Task instructions ▸ A word-for-word copy of the data is what's wanted; pictures stay out of it.

Entries provided ▸
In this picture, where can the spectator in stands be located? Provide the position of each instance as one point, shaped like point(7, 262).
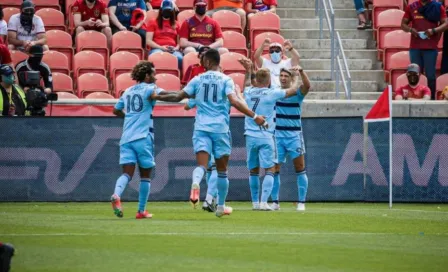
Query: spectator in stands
point(201, 30)
point(413, 90)
point(255, 6)
point(428, 20)
point(26, 29)
point(121, 13)
point(195, 69)
point(232, 5)
point(12, 96)
point(34, 63)
point(162, 32)
point(92, 15)
point(277, 59)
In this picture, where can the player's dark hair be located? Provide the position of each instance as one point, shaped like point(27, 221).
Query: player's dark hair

Written answer ▸
In this picture, where can the spectator in stands be located? Provide the position of each instance as one point, shaped like point(7, 262).
Query: spectator in stands
point(201, 30)
point(413, 90)
point(255, 6)
point(428, 20)
point(26, 29)
point(121, 13)
point(195, 69)
point(232, 5)
point(12, 96)
point(34, 63)
point(162, 32)
point(92, 15)
point(277, 59)
In this picture, where can the player's dark hair be located? Provide the position of each instance as one point, shaped like point(27, 221).
Query: player's dark hair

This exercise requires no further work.